**Record set**
************

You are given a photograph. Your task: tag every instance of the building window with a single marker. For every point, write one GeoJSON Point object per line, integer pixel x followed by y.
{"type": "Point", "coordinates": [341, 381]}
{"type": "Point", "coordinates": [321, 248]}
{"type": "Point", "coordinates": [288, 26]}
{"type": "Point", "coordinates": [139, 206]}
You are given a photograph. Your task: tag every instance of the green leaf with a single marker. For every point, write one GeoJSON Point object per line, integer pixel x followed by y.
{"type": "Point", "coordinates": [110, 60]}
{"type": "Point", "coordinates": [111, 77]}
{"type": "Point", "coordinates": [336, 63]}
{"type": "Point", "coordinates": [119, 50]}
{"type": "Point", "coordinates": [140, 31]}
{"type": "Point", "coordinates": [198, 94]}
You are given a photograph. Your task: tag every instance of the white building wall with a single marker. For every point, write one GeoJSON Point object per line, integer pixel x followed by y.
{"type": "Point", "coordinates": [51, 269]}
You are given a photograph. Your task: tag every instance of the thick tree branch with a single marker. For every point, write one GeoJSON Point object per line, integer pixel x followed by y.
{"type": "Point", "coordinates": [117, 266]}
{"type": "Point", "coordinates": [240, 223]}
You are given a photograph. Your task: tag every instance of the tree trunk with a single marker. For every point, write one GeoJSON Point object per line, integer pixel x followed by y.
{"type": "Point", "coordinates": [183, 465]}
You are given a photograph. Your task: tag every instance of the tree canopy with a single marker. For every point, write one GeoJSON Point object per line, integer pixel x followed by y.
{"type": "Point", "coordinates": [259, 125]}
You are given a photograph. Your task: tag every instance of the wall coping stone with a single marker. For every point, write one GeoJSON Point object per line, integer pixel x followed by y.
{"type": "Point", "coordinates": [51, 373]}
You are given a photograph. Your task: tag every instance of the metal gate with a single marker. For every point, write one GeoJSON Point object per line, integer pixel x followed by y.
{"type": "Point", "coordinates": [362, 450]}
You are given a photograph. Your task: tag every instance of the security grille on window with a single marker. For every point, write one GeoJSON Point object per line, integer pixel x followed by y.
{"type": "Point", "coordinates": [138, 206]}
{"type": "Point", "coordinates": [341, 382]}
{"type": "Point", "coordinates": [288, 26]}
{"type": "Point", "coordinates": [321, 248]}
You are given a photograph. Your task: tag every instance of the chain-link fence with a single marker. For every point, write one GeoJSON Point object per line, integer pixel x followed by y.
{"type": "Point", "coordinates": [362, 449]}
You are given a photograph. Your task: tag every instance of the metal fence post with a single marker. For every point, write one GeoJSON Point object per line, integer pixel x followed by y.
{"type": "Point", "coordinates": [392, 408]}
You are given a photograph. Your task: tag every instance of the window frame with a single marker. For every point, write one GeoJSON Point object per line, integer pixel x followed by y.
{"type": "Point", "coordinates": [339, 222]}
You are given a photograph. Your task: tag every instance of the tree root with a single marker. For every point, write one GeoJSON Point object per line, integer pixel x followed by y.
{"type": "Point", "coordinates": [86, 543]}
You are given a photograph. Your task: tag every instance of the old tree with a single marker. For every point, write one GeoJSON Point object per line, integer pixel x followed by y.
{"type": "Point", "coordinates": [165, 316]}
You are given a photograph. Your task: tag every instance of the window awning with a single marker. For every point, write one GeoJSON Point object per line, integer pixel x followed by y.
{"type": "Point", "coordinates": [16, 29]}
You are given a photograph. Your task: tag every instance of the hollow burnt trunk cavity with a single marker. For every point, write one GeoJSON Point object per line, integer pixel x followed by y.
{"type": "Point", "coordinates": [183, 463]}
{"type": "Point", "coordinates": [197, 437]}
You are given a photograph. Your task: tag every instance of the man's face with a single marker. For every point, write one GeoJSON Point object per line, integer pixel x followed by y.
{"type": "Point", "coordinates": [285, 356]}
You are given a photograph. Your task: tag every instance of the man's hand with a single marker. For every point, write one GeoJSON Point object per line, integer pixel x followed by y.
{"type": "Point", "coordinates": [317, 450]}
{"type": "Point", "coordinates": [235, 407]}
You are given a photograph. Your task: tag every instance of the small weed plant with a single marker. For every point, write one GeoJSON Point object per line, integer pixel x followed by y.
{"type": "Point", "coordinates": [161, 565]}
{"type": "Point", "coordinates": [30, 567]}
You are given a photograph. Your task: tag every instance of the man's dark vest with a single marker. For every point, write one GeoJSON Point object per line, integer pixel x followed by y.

************

**Activity**
Every entry above must be reproduced word for word.

**Expected answer**
You are given a photograph. Your task: tag every instance of the building window with a single marker. For every point, write one GeoJSON Point object per line, integer pixel x followed by y.
{"type": "Point", "coordinates": [341, 381]}
{"type": "Point", "coordinates": [321, 248]}
{"type": "Point", "coordinates": [288, 26]}
{"type": "Point", "coordinates": [139, 206]}
You are given a photograph. Your task: tag every instance of the green leaf with a single marker. For every point, write one GeoJSON Point object per line, integer pixel x followed by y.
{"type": "Point", "coordinates": [110, 60]}
{"type": "Point", "coordinates": [111, 77]}
{"type": "Point", "coordinates": [336, 63]}
{"type": "Point", "coordinates": [119, 50]}
{"type": "Point", "coordinates": [140, 31]}
{"type": "Point", "coordinates": [198, 94]}
You are given a photograph. Your task: tag every instance of the white building wall with a single marker. For every point, write one GeoJSON Point object per line, integer pixel x followed by y.
{"type": "Point", "coordinates": [51, 269]}
You are given a photograph. Your task: tag every instance of the thick tree branch with a single marker. For every point, write one GeoJSON Point object per line, integer pixel x followed by y.
{"type": "Point", "coordinates": [117, 266]}
{"type": "Point", "coordinates": [240, 223]}
You are given a photograph. Your task: tag every instance of the tree trunk with a single marker. For every point, write one GeoJSON Point object per line, integer pixel x followed by y.
{"type": "Point", "coordinates": [183, 465]}
You are given a photograph. Your task: tag every instance of the tree canopy with a single marker. For every point, write one GeoJSON Point object per line, integer pixel x followed by y.
{"type": "Point", "coordinates": [259, 125]}
You are given a photograph. Your task: tag every instance of the wall coping stone with a single marker. For every point, write one GeoJSON Point object per line, integer pixel x followed by y.
{"type": "Point", "coordinates": [51, 373]}
You are given a photograph. Your task: tag every instance of the metal gate with a single marker. For every point, write one GeoJSON Point object per line, integer pixel x followed by y.
{"type": "Point", "coordinates": [362, 450]}
You are given a photograph. Your task: tag every instance of the security grille on window with a single marker. For every point, write one GeoJSON Point object per line, integer pixel x followed by y.
{"type": "Point", "coordinates": [138, 206]}
{"type": "Point", "coordinates": [341, 382]}
{"type": "Point", "coordinates": [288, 26]}
{"type": "Point", "coordinates": [321, 248]}
You are given a photograph. Your task: tag every instance of the chain-link fence with a single marker. For every point, write one GeoJSON Point object per line, integer pixel x followed by y.
{"type": "Point", "coordinates": [362, 449]}
You are given a photograph. Your task: tag every instance of the metal fence post with a single marker. For every point, write one GeoJSON Point object per line, integer pixel x followed by y.
{"type": "Point", "coordinates": [392, 408]}
You are given a photograph. Your task: tag every instance of the window frame with a single marker. For every point, write one GeoJSON Point object per line, integer pixel x followed by y.
{"type": "Point", "coordinates": [339, 222]}
You are given a photograph. Your task: tag every instance of the tree root with a single marker. For every point, write one GeoJSON Point object per line, integer pixel x followed by y.
{"type": "Point", "coordinates": [86, 543]}
You are given a photograph. Your task: tag every instance of the old tree with a single marker. For every point, write one GeoJSON Point object per line, integer pixel x followed by y.
{"type": "Point", "coordinates": [165, 316]}
You are given a photograph. Your task: tag every instance of the window awning with a single marker. For every point, write one GeoJSON Point object per line, integer pixel x followed by y.
{"type": "Point", "coordinates": [16, 29]}
You are given a photograph. Your task: tag every instance of the hollow burnt trunk cavity with a single marker. For every point, write one GeoJSON Point object per line, integer pixel x followed by y.
{"type": "Point", "coordinates": [183, 463]}
{"type": "Point", "coordinates": [197, 437]}
You are given a photograph. Your task: tag every instance of the man's face with a single marker. For every point, write one GeoJSON Point object per line, integer pixel x followed by y.
{"type": "Point", "coordinates": [285, 356]}
You are given a photograph. Your task: tag every instance of the man's hand with a single marker. For every point, write one GeoJSON Point object per line, integer pixel x followed by y.
{"type": "Point", "coordinates": [317, 450]}
{"type": "Point", "coordinates": [235, 407]}
You are given a photograph. Your task: tag every instance of the small weed plant with a single marker. For every point, write one GeoJSON Point object per line, integer pixel x followed by y.
{"type": "Point", "coordinates": [161, 565]}
{"type": "Point", "coordinates": [30, 567]}
You are given a photograph. Your task: tag every instance of the man's dark vest with a single marker. For every point, write one GeoJSON Point object per line, integer pixel x followed by y.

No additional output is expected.